* _What the task requires_: Please return every line in the following data that includes the string "point".

* _Data supplied_:
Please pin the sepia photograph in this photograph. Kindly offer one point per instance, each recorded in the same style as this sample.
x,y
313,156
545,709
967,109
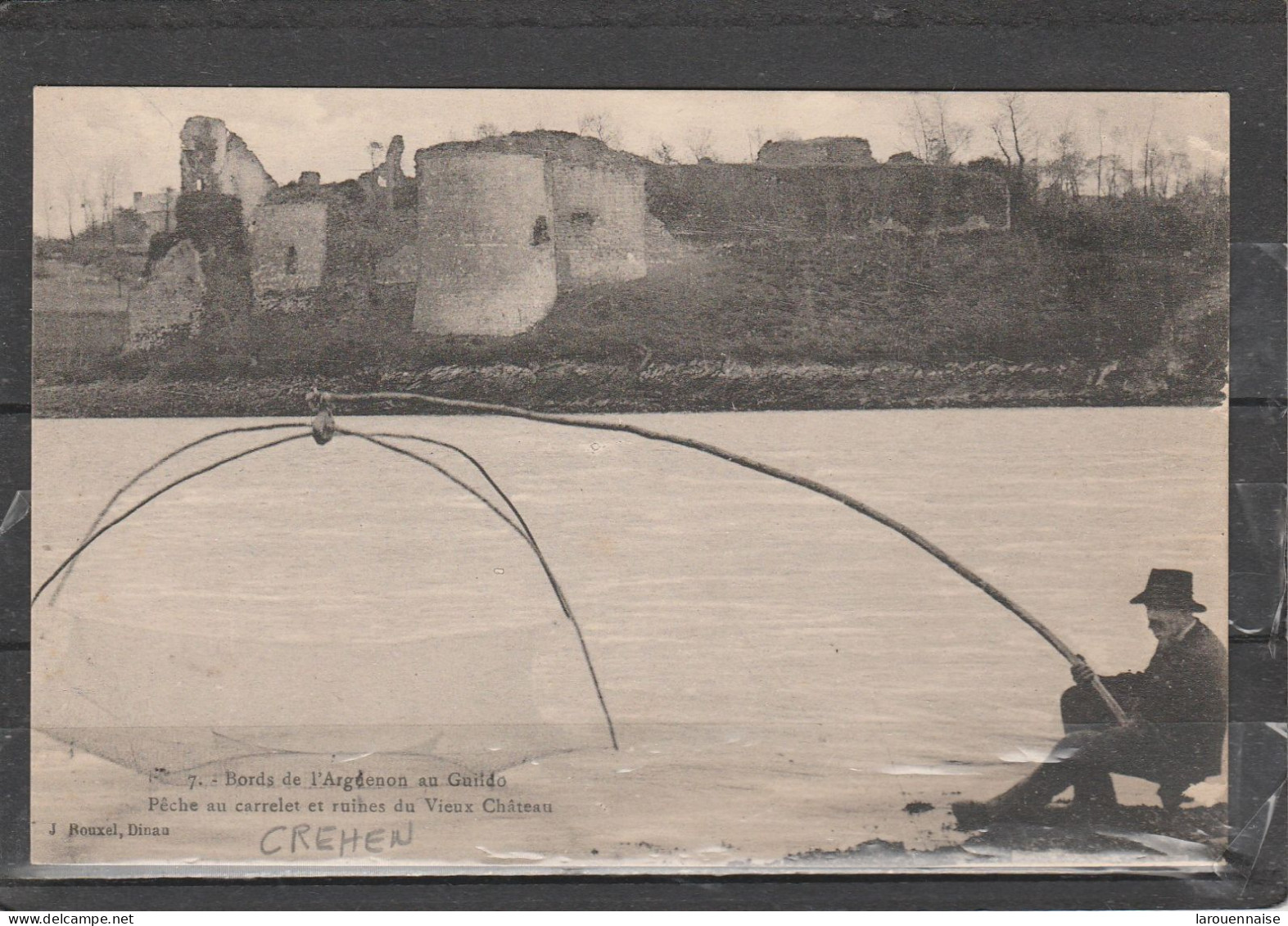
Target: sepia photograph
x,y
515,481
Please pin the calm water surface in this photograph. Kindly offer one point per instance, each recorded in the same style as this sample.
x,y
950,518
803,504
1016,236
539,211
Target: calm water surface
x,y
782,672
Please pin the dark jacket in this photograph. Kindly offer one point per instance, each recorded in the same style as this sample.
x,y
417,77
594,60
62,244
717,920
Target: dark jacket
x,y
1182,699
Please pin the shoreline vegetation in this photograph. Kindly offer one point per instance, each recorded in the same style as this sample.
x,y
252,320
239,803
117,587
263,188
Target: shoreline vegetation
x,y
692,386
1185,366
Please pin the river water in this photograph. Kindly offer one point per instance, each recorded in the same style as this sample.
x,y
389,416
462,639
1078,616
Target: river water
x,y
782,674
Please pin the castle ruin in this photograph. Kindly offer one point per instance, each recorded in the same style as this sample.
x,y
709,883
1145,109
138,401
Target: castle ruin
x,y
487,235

* _Response to this exercise_:
Please pin the sepia photograph in this photograph. Kindly offer one point per instance, each recorded in the same style as this sample.
Please pin the calm water surface in this photograph. Kindly offer one point per instance, each recorded in the same style as this sample.
Please pin the dark jacket in this photograph. Kindly offer one point per instance, each recorded in the same style as this sample.
Please pin the shoreline vegetation in this photograph. Kindly offer one point per instance, each recorded in the same style as this sample.
Please pin the river water in this photograph. Kindly offer one point per instance, each recorded in the same style as this sample.
Please pin the castle ruin in this photograph. Kindly offer one point per instance, each recorded in the same style as this sample.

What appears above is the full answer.